- Extrait du texte -
───

En réponse à une question de M. Jean Arthuis, président , sur les modalités de versement de la rémunération due à l'Etat au titre des prêts de la SFEF, dont M. Michel Camdessus avait affirmé, lors de son audition le 18 février 2008, qu'elle est perçue dès le versement du prêt, il a considéré que les intérêts sont vraisemblablement échus annuellement sur la durée des prêts, mais que ce point doit être confirmé.

Il a ensuite jugé que le dispositif du Médiateur du crédit fonctionne de manière satisfaisante, l'ensemble des parties prenantes ayant « joué le jeu ». Le traitement local des dossiers se révèle adapté, de même que le tri opéré en amont entre les litiges ponctuels sur les conditions de prêt et ceux qui révèlent des problèmes plus structurels de financement. Fin février 2009, environ 610 dossiers portant essentiellement sur de petits montants, concernaient la Société générale, et 365 le Crédit du nord, certaines difficultés pouvant s'expliquer par le manque d'expérience d'une partie des salariés du réseau, dont 30 % ont moins de 30 ans.

Concernant les opérations de rachat avec effet de levier (LBO), il a admis que ce secteur présente aujourd'hui des risques réels, mais qui ne se sont, pour l'instant, pas matérialisés de façon considérable pour la Société générale. Les difficultés que rencontrent ces fonds appellent un examen au cas par cas, mais sont logiques compte tenu de certains excès passés et de la brutalité du retournement des conditions de financement.

───

- Consignes -
a: Relevez, dans l'ordre où ils apparaissent, tous les nombres écrits en chiffres dans l'extrait sur le crédit et la Société générale.
b: Recopiez sans rien changer tout ce qui va de « Il a ensuite » jusqu'à « moins de 30 ans. » dans l'extrait sur le crédit et la Société générale.
c: Écrivez la suite de l'extrait sur le crédit et la Société générale, à partir de l'endroit où il s'arrête.

Un bloc de données:
───

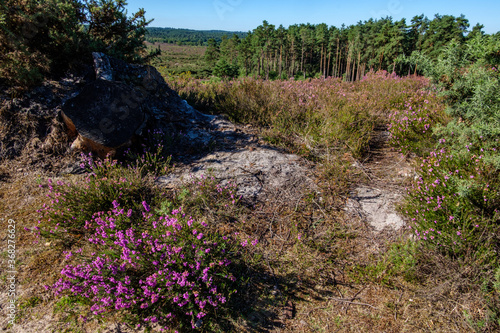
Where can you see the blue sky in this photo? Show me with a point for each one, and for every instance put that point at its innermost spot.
(245, 15)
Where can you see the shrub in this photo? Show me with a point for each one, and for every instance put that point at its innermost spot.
(72, 205)
(453, 206)
(166, 270)
(321, 112)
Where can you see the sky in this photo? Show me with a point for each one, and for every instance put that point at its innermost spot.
(246, 15)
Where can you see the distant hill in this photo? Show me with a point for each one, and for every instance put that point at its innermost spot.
(188, 36)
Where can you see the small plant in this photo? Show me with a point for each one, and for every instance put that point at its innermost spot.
(153, 158)
(167, 269)
(72, 205)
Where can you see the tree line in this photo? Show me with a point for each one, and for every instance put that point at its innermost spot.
(187, 36)
(320, 50)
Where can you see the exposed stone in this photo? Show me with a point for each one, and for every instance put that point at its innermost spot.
(376, 206)
(257, 172)
(103, 116)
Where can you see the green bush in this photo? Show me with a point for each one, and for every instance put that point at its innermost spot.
(453, 206)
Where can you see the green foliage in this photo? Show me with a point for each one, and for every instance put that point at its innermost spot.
(73, 204)
(328, 114)
(110, 30)
(454, 204)
(225, 70)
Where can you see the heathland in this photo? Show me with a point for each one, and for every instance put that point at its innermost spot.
(359, 104)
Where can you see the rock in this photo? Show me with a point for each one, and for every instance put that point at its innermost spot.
(103, 116)
(377, 206)
(257, 172)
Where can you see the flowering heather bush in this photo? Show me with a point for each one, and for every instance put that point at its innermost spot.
(326, 112)
(411, 127)
(167, 270)
(454, 205)
(73, 204)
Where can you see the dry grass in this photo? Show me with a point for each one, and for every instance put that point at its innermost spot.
(316, 268)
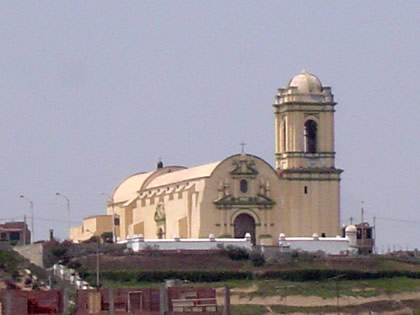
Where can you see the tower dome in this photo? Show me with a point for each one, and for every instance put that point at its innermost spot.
(306, 83)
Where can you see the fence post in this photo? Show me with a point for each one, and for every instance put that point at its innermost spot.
(163, 300)
(111, 301)
(226, 308)
(8, 305)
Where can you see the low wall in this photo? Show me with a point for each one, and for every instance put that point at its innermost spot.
(34, 252)
(138, 243)
(328, 245)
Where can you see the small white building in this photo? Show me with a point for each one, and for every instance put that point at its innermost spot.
(329, 245)
(138, 243)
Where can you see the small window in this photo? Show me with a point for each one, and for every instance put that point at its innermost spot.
(311, 130)
(160, 234)
(244, 186)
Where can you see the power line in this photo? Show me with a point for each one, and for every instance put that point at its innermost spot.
(398, 220)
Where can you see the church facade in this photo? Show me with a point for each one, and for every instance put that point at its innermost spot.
(243, 193)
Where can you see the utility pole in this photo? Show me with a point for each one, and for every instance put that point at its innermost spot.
(24, 229)
(31, 207)
(111, 201)
(362, 212)
(68, 212)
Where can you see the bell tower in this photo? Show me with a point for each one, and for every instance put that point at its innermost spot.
(305, 155)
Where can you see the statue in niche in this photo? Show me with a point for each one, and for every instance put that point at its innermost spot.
(226, 191)
(160, 212)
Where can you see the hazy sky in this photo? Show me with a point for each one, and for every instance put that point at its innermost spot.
(93, 91)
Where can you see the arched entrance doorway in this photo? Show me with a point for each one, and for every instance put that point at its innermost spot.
(243, 224)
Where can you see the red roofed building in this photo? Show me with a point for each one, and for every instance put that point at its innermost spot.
(16, 233)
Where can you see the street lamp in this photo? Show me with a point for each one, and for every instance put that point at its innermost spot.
(31, 206)
(111, 200)
(68, 211)
(97, 258)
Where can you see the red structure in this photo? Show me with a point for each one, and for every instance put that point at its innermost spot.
(31, 302)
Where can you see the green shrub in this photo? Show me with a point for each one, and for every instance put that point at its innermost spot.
(237, 253)
(74, 264)
(257, 258)
(59, 251)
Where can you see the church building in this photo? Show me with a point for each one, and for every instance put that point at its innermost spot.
(241, 194)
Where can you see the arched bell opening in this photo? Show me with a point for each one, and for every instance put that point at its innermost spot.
(311, 131)
(244, 223)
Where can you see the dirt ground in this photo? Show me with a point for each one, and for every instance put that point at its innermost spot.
(358, 304)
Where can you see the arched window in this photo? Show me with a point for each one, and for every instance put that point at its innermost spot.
(311, 130)
(243, 186)
(160, 233)
(284, 136)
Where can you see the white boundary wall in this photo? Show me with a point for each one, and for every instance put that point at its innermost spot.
(138, 243)
(329, 245)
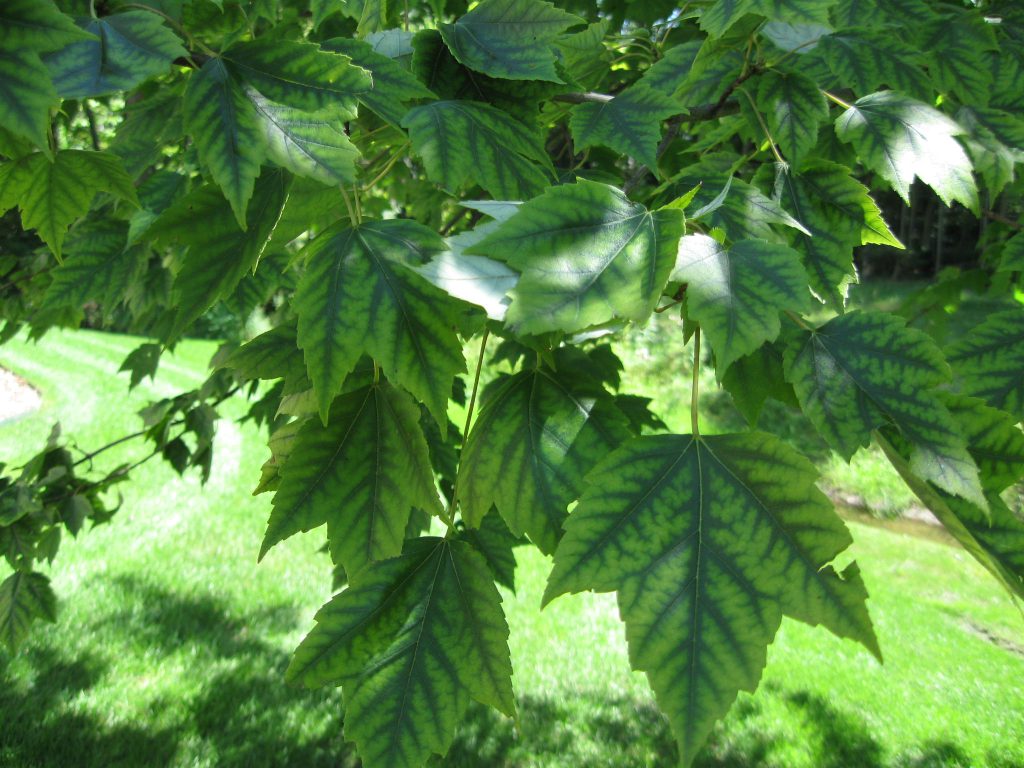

───

- Réponses -
a: 18, 2008, 2009, 610, 365, 30, 30

b:
Il a ensuite jugé que le dispositif du Médiateur du crédit fonctionne de manière satisfaisante, l'ensemble des parties prenantes ayant « joué le jeu ». Le traitement local des dossiers se révèle adapté, de même que le tri opéré en amont entre les litiges ponctuels sur les conditions de prêt et ceux qui révèlent des problèmes plus structurels de financement. Fin février 2009, environ 610 dossiers portant essentiellement sur de petits montants, concernaient la Société générale, et 365 le Crédit du nord, certaines difficultés pouvant s'expliquer par le manque d'expérience d'une partie des salariés du réseau, dont 30 % ont moins de 30 ans.

c:
Il a précisé que le conseil d'administration de la Société générale se donne jusqu'à la fin du mois de mars pour décider d'une deuxième tranche d'émission - qui reste vraisemblable - au profit de la SPPE. Toutefois, une émission d'actions de préférence requerrait de présenter une résolution modifiant les statuts à l'assemblée générale extraordinaire des actionnaires, ce qui ne pourrait se faire qu'au cours du mois de mai 2009, à l'occasion de l'approbation des comptes annuels. En réponse à une question de M. Jean Arthuis, président, il a ajouté que la Société générale n'exercera sans doute pas l'option de conversion des titres super-subordonnés en actions de préférence. S'il existe effectivement un débat sur le caractère de fonds propres réglementaires que revêtent ces titres super-subordonnés, ils n'en demeurent pas moins un instrument « classique », dont les modalités de souscription par la SPPE, lors de la première tranche, étaient bien adaptées à la situation des banques françaises.

M. Jean Arthuis, président , a suggéré que les intérêts perçus par l'Etat au titre de la souscription aux titres super-subordonnés de la première tranche soient affectés à un système de caution mutuelle, éventuellement via Oséo, plutôt qu'aux recettes fiscales. M. Frédéric Oudea a considéré qu'il n'est pas en position de juger de l'opportunité d'une telle utilisation, mais a convenu que l'apport d'Oséo est précieux. Il a néanmoins estimé que toute aide aux entreprises doit respecter un principe de crédit responsable et éviter de trop grandes distorsions de concurrence, afin de ne pas pénaliser les entreprises compétitives.

Il a indiqué que la Société générale privilégie la politique de dividende, qui a notamment vocation à récompenser les actionnaires demeurés fidèles en dépit de la chute des cours boursiers, plutôt que les rachats d'actions, qui ont été limités au financement de plans d'attribution de stock-options et n'ont pas été engagés en 2008. Le taux de distribution du dividende au titre de l'exercice 2008 devrait être de 36 % du résultat net, et une option de paiement en actions - assorti d'une décote - sera proposée aux actionnaires, permettant, le cas échéant, de renforcer les fonds propres de la banque.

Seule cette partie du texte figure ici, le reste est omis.